**Text provided**
+===+

The Census states that Sarah’s mother had been born in Wales and her father Australia. Alex’s father had been born in Canada while his mother had been born in the States. He is shown as being employed on a farm.

The Census also shows that both Sarah and her husband could read and write but neither had attended school. They owned their own home but it had a mortgage.

On the 1930 Census it shows that the couple had moved about 10 miles away from where they had lived in 1920 to Mechanic Falls, Maine and that they no longer owned their own home but rather rented for $16.00 a month. This time they stated that they had immigrated not in 1915 but rather in 1924 and were still not American Citizens. Alex did odd job while Sarah kept house.

Sarah and her husband do not appear to have had any children.

I have yet to be able to find more on Sarah but will continue to search. Well, perseverance does pay off. Today I found Sarah's death information as well as her husband's. After having lived all those years in Maine, she and her husband moved back to the same town where she had been 'placed' in 1904. She died on 17 December 1949 in Sherbrooke, Québec, Canada. He death record, which I found through Généalogie Québec - Institut généalogique Drouin, had her birth date as having been 3 July 1891.

+===+

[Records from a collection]
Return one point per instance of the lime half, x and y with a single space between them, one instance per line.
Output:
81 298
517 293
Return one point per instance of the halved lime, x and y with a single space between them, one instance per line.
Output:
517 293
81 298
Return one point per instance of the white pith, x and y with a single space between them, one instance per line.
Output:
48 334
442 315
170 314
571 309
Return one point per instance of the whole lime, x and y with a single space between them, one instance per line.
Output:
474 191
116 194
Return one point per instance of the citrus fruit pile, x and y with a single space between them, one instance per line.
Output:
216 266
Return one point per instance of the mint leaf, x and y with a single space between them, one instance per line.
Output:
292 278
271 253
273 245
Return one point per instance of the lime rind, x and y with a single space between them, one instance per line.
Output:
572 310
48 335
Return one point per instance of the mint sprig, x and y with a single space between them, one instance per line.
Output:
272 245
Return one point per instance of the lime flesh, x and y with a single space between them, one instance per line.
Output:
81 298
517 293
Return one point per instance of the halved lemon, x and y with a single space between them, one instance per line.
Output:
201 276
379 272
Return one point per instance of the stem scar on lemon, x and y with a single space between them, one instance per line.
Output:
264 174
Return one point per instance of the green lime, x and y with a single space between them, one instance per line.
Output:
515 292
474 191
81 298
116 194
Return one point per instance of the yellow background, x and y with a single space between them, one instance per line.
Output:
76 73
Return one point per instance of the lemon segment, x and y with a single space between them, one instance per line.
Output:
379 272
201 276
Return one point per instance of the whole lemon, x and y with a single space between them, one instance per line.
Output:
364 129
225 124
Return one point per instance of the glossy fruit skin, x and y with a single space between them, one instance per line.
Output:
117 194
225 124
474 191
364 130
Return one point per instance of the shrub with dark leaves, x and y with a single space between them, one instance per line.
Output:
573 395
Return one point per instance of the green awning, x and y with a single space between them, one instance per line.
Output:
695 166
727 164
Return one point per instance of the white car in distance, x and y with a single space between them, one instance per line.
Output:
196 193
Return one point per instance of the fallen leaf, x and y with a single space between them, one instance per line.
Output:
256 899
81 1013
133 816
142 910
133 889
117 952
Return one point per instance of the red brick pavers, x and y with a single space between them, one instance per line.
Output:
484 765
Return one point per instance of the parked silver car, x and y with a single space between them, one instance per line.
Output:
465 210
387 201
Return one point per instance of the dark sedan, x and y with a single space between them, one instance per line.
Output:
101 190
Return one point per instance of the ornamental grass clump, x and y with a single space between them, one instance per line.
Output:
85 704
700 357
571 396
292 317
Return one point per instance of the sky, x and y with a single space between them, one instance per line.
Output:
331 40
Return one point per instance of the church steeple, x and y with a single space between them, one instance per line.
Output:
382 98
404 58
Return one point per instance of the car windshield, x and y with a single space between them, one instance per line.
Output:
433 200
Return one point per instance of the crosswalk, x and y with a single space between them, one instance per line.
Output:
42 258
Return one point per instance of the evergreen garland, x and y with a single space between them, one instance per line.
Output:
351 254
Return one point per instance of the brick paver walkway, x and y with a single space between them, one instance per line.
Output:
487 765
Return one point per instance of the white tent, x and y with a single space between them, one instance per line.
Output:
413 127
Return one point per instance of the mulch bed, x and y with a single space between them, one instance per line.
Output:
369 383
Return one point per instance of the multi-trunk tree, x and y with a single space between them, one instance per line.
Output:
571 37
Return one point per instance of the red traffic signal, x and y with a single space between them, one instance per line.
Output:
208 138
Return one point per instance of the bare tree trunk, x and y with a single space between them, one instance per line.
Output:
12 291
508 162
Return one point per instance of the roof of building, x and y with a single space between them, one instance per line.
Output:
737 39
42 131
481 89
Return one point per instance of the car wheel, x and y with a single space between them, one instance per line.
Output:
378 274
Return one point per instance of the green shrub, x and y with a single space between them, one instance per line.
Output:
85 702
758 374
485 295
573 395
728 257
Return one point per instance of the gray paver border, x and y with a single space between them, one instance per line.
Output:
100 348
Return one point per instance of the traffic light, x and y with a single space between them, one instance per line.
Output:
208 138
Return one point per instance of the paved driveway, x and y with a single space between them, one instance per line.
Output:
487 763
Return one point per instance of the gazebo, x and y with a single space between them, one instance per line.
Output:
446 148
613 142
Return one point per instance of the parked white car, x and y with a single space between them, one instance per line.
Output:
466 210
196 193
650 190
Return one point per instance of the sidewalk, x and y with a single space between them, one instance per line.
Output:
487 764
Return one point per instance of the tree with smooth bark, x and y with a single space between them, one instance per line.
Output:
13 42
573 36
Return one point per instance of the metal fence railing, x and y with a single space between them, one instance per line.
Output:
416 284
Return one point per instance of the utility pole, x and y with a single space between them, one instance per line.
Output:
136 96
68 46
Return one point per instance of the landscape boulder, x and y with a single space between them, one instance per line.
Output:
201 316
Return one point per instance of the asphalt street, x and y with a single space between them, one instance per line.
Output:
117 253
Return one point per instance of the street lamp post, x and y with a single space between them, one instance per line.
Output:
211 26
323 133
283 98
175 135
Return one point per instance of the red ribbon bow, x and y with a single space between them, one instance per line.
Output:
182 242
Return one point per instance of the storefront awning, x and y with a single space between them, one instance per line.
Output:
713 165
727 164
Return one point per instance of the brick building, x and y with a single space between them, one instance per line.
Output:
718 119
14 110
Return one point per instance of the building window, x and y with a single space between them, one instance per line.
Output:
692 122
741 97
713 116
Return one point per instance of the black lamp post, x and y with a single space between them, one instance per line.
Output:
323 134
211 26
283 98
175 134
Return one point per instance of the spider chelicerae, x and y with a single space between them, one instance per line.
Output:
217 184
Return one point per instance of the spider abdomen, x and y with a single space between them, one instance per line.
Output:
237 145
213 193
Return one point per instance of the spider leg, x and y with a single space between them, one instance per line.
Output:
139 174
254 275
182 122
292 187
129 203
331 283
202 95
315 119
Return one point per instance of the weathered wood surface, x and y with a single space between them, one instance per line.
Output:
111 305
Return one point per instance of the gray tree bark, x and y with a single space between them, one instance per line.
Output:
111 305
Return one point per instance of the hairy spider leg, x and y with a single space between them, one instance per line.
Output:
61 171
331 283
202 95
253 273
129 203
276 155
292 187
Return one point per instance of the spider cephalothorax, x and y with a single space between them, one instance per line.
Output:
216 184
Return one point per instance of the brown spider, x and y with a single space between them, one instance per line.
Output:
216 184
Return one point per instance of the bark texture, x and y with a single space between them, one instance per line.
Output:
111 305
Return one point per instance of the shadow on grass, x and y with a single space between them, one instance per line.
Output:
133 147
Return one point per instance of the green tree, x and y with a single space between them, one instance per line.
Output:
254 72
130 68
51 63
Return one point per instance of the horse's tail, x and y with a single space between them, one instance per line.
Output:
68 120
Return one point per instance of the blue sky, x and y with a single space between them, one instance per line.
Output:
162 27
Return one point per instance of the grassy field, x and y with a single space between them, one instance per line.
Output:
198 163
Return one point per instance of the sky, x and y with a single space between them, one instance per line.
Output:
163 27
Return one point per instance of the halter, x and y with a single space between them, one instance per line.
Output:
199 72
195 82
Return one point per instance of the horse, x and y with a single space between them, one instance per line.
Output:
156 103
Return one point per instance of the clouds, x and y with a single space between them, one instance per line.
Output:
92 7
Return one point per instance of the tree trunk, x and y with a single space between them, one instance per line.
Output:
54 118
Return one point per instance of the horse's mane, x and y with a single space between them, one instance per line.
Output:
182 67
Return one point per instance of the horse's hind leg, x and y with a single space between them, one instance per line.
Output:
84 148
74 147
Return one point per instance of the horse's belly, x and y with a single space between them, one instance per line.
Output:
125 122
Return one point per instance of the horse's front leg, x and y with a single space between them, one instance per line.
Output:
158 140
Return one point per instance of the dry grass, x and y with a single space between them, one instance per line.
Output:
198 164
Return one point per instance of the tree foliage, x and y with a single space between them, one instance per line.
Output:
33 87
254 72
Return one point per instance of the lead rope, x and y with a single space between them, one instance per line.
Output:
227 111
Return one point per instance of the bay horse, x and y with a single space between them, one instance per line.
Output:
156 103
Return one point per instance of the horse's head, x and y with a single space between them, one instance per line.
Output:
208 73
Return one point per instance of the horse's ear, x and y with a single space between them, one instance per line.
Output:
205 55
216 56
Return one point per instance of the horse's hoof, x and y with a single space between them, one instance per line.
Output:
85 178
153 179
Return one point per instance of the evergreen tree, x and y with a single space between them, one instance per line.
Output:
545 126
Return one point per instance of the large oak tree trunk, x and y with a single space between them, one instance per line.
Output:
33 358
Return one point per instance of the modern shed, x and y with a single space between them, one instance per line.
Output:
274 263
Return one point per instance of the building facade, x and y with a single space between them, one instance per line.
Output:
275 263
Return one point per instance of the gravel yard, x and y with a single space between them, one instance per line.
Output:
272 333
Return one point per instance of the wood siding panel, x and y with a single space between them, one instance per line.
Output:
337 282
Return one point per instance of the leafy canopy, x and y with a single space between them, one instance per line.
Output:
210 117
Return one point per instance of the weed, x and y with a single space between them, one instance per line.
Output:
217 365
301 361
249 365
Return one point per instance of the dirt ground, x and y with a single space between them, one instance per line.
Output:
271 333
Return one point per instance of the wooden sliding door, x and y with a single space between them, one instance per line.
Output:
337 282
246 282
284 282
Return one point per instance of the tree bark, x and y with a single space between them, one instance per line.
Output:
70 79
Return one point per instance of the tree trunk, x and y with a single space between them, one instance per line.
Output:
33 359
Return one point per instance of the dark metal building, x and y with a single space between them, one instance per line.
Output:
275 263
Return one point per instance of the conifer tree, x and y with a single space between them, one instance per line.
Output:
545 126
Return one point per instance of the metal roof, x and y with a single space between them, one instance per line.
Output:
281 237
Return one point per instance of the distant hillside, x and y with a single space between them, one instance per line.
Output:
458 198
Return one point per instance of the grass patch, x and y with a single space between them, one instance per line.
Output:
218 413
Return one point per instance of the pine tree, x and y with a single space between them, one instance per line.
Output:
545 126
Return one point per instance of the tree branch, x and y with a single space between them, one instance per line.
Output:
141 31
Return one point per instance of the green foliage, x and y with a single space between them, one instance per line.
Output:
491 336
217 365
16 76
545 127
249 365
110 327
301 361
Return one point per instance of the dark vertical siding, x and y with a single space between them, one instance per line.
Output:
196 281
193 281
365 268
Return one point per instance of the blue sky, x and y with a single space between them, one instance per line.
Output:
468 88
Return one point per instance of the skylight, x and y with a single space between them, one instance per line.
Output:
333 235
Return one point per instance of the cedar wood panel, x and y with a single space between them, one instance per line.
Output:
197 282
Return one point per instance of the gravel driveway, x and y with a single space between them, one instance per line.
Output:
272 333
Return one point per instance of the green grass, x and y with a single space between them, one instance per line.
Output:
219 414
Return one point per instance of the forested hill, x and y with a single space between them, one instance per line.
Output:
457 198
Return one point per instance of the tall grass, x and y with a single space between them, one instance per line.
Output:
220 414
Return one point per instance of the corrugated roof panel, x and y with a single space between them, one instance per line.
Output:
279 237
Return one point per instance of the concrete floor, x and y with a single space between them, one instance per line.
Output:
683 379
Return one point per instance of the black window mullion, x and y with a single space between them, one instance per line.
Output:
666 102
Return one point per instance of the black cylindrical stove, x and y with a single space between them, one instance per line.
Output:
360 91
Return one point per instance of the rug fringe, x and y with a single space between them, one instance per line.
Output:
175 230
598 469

+===+

**Exercise aim**
Using the text about Sarah and her husband, decide whether each statement agrees with it: (a) In 1930 the couple rented their home. (b) Sarah had attended school. (c) Sarah died in Maine. Answer yes or no for each and quote the words from the text that decide it.

**Response to the exercise**
(a) Yes: "they no longer owned their own home but rather rented for $16.00 a month"
(b) No: "both Sarah and her husband could read and write but neither had attended school"
(c) No: "She died on 17 December 1949 in Sherbrooke, Québec, Canada."